====== Supplied entries
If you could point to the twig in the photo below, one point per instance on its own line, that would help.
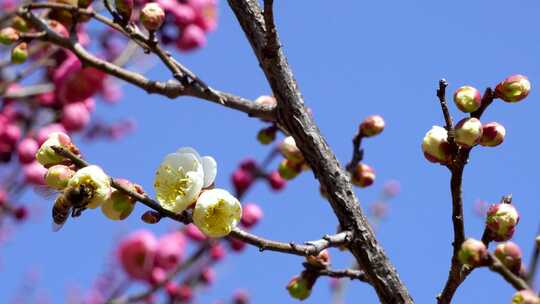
(171, 89)
(498, 267)
(441, 93)
(309, 248)
(534, 261)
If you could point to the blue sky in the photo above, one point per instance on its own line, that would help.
(351, 59)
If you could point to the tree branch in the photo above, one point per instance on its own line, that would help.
(309, 248)
(170, 89)
(292, 113)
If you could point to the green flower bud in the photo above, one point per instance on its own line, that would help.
(19, 53)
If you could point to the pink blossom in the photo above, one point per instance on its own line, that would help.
(170, 250)
(205, 13)
(75, 116)
(26, 150)
(75, 83)
(191, 37)
(34, 173)
(45, 131)
(183, 14)
(136, 254)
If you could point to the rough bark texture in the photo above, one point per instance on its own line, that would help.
(292, 114)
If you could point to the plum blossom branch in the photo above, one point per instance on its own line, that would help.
(456, 167)
(292, 113)
(309, 248)
(171, 88)
(497, 266)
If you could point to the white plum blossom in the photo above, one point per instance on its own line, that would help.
(181, 177)
(46, 155)
(94, 178)
(217, 213)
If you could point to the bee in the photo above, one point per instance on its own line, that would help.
(72, 201)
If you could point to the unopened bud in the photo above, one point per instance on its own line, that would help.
(525, 297)
(58, 176)
(363, 175)
(19, 53)
(468, 132)
(514, 88)
(322, 260)
(267, 135)
(510, 255)
(152, 16)
(472, 253)
(299, 288)
(493, 134)
(151, 217)
(371, 126)
(124, 8)
(468, 99)
(501, 221)
(8, 35)
(436, 147)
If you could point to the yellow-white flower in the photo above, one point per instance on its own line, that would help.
(96, 180)
(217, 212)
(181, 177)
(46, 155)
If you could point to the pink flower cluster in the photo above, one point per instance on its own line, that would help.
(188, 22)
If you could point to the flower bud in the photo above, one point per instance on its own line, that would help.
(468, 132)
(151, 217)
(510, 255)
(525, 297)
(152, 16)
(299, 288)
(472, 253)
(26, 150)
(251, 215)
(267, 135)
(217, 213)
(363, 176)
(290, 151)
(124, 8)
(242, 180)
(46, 154)
(513, 89)
(288, 170)
(468, 99)
(276, 181)
(501, 221)
(492, 134)
(8, 35)
(436, 147)
(19, 53)
(371, 126)
(58, 176)
(322, 260)
(119, 205)
(94, 178)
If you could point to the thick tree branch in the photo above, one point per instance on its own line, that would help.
(308, 248)
(292, 113)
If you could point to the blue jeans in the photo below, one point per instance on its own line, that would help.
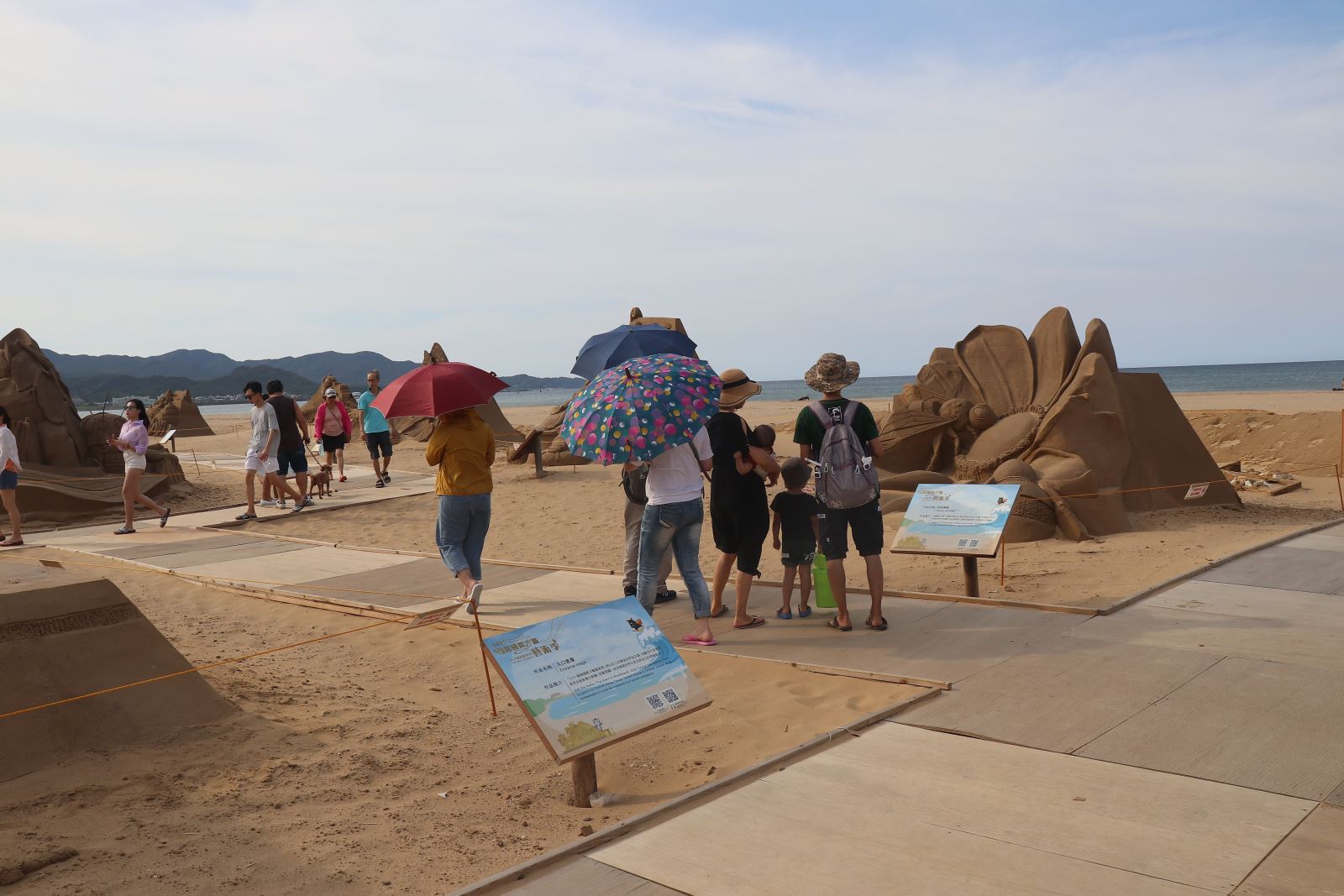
============
Requirement —
Give all the lines above as a JSON list of strings, one string per line, leaving out blank lines and the pictures.

Finished task —
[
  "If you could point to the twig in the photo below, one point per instance on its own line, that would help.",
  "(171, 89)",
  "(498, 267)",
  "(441, 93)",
  "(309, 248)",
  "(534, 261)",
  "If you could point to the blue sky in the photo above, one point per instance on its own line, that would help.",
  "(351, 59)",
  "If you could point to the tree branch in the photo above, one point per instance on its own line, that would help.",
  "(309, 248)",
  "(170, 89)",
  "(292, 113)",
  "If you could point to the green flower bud in the photo above, one point per instance on its own line, that would help.",
  "(19, 53)",
  "If you could point to the pink blossom in the photo above, one point per instance on its own line, that would help.",
  "(170, 250)",
  "(205, 13)",
  "(75, 116)",
  "(26, 150)",
  "(75, 83)",
  "(191, 37)",
  "(34, 173)",
  "(45, 131)",
  "(183, 14)",
  "(136, 254)",
  "If you could point to the rough bark texture in the photo above, one point per instance on its own line, that would help.",
  "(292, 114)",
  "If you could point to the plum blossom branch in the photo above, one point per instance on its own line, that would help.",
  "(456, 167)",
  "(292, 113)",
  "(309, 248)",
  "(171, 88)",
  "(497, 266)",
  "If you could point to the white plum blossom in the photo above, one point per instance on its own line, that would help.",
  "(181, 177)",
  "(46, 155)",
  "(94, 178)",
  "(217, 213)",
  "If you could point to the bee in the photo above, one point per instance on its own line, that would help.",
  "(72, 201)",
  "If you could point to the unopened bud in the photo above, one point per instance on its own line, that would help.",
  "(525, 297)",
  "(58, 176)",
  "(363, 175)",
  "(19, 53)",
  "(468, 132)",
  "(514, 88)",
  "(322, 260)",
  "(267, 135)",
  "(510, 255)",
  "(152, 16)",
  "(472, 253)",
  "(299, 288)",
  "(493, 134)",
  "(151, 217)",
  "(371, 126)",
  "(124, 8)",
  "(468, 99)",
  "(501, 221)",
  "(8, 35)",
  "(436, 147)",
  "If you could point to the yellow-white flower in the photo above, one point per instance on its own line, that would help.",
  "(96, 180)",
  "(217, 212)",
  "(181, 177)",
  "(46, 155)",
  "If you could point to the pink flower cluster in the photo above, one point per instance on its own line, that would help.",
  "(188, 22)",
  "If you could point to the flower bud in the photo above, one point per instance on its own line, that would help.",
  "(468, 132)",
  "(151, 217)",
  "(510, 255)",
  "(525, 297)",
  "(152, 16)",
  "(299, 288)",
  "(472, 253)",
  "(26, 150)",
  "(251, 215)",
  "(267, 135)",
  "(217, 213)",
  "(363, 176)",
  "(290, 151)",
  "(124, 8)",
  "(242, 180)",
  "(46, 154)",
  "(513, 89)",
  "(288, 170)",
  "(468, 99)",
  "(276, 181)",
  "(501, 221)",
  "(492, 134)",
  "(8, 35)",
  "(436, 147)",
  "(19, 53)",
  "(371, 126)",
  "(58, 176)",
  "(322, 260)",
  "(119, 205)",
  "(94, 178)",
  "If you could point to the thick tree branch in the photo above, one point per instance on its own line, that would help.",
  "(308, 248)",
  "(292, 113)",
  "If you could point to the blue jeans in the photo below, one point per instance on its own line, that would help."
]